法人のオフィス賃貸借契約で「連帯保証人」は必ず必要?保証会社利用との違いも解説

法人のオフィス賃貸借契約で「連帯保証人」は必ず必要?保証会社利用との違いも解説

法人がオフィス移転を検討する際、多くの経営者や担当者が直面する問題が「オフィス賃貸借契約の手続き」です。特に、法人契約における「連帯保証人」の扱いについては、誰が連帯保証人となるべきなのか、そもそも連帯保証人は必要なのか、保証会社を利用する選択肢はないのかというように、契約に関する疑問が尽きないでしょう。

本記事では、そんな「オフィス賃貸借契約の手続き」に頭を悩ませる経営者やプロジェクト担当者の方に向けて、法人がオフィスを契約する際の連帯保証人の扱いや、保証会社を利用する場合との違いなどについて、詳しく解説します。

法人契約時の注意点や必要書類についても詳しくまとめていますので、ぜひオフィス移転を進める際の参考にしてください。

法人契約では連帯保証人が必要なケースが多い

まず前提として、法人がオフィスを賃貸借契約する際には、連帯保証人、もしくは家賃保証会社の利用を求められることがほとんどです。法律で定められた義務ではありませんが、貸主(オーナー)が家賃滞納といったリスクを回避するために、契約条件として設定しているのが一般的です。

特に、設立から間もないスタートアップ・ベンチャー企業や、財務状況が安定していない法人の場合、社会的信用力が十分でないと判断され、連帯保証人を求められる傾向が強くなります。貸主からすれば、法人の信用力を補う存在として連帯保証人を立ててもらうことで、安心して物件を貸し出すことができるということです。

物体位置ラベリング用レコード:
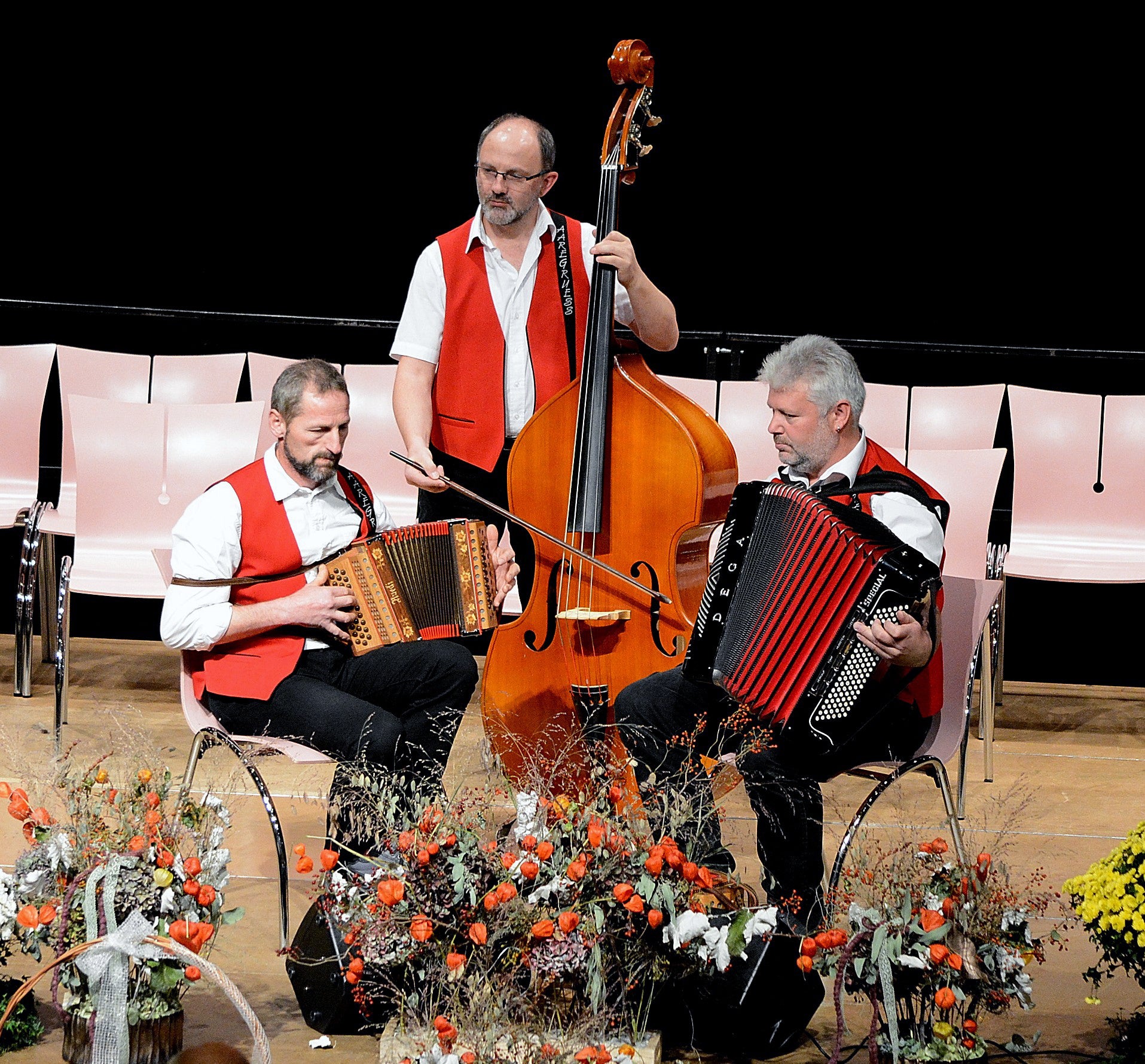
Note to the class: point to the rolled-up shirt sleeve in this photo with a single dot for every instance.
(912, 522)
(423, 319)
(205, 546)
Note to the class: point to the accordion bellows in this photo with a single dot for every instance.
(425, 582)
(792, 576)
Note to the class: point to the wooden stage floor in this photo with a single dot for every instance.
(1073, 761)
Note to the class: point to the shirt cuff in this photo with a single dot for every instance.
(402, 349)
(211, 625)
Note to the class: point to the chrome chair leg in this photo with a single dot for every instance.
(986, 705)
(47, 584)
(63, 622)
(26, 595)
(933, 768)
(203, 742)
(966, 743)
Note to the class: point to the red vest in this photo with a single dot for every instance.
(926, 690)
(255, 666)
(469, 392)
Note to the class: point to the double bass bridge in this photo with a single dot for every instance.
(591, 705)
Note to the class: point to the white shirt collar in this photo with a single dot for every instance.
(848, 465)
(478, 228)
(283, 485)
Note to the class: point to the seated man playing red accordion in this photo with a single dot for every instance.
(817, 398)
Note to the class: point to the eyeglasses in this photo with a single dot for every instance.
(514, 181)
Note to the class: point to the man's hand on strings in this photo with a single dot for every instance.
(616, 251)
(423, 457)
(505, 569)
(320, 606)
(906, 644)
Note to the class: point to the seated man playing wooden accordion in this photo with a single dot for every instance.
(801, 703)
(274, 656)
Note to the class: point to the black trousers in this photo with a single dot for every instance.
(396, 708)
(491, 485)
(667, 720)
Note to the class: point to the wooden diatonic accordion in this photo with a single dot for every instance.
(775, 628)
(426, 582)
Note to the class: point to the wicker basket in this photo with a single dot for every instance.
(160, 1037)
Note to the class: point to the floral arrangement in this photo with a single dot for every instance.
(536, 941)
(1110, 901)
(101, 849)
(935, 946)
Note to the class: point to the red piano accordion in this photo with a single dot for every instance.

• _課題一覧_
**1.** オフィス賃貸借契約に関する本文から、「法人がオフィス移転を検討する」で始まり「について、詳しく解説します。」に至るまでの部分を一字一句そのまま書き出してください。
**2.** オフィス賃貸借契約に関する本文によると、法人契約で連帯保証人や家賃保証会社の利用を求められるのは法律上の義務ですか?

• _解答一覧_
**1.**
法人がオフィス移転を検討する際、多くの経営者や担当者が直面する問題が「オフィス賃貸借契約の手続き」です。特に、法人契約における「連帯保証人」の扱いについては、誰が連帯保証人となるべきなのか、そもそも連帯保証人は必要なのか、保証会社を利用する選択肢はないのかというように、契約に関する疑問が尽きないでしょう。

本記事では、そんな「オフィス賃貸借契約の手続き」に頭を悩ませる経営者やプロジェクト担当者の方に向けて、法人がオフィスを契約する際の連帯保証人の扱いや、保証会社を利用する場合との違いなどについて、詳しく解説します。

**2.** いいえ、法律で定められた義務ではなく、貸主が家賃滞納といったリスクを回避するために契約条件として設定しているのが一般的です。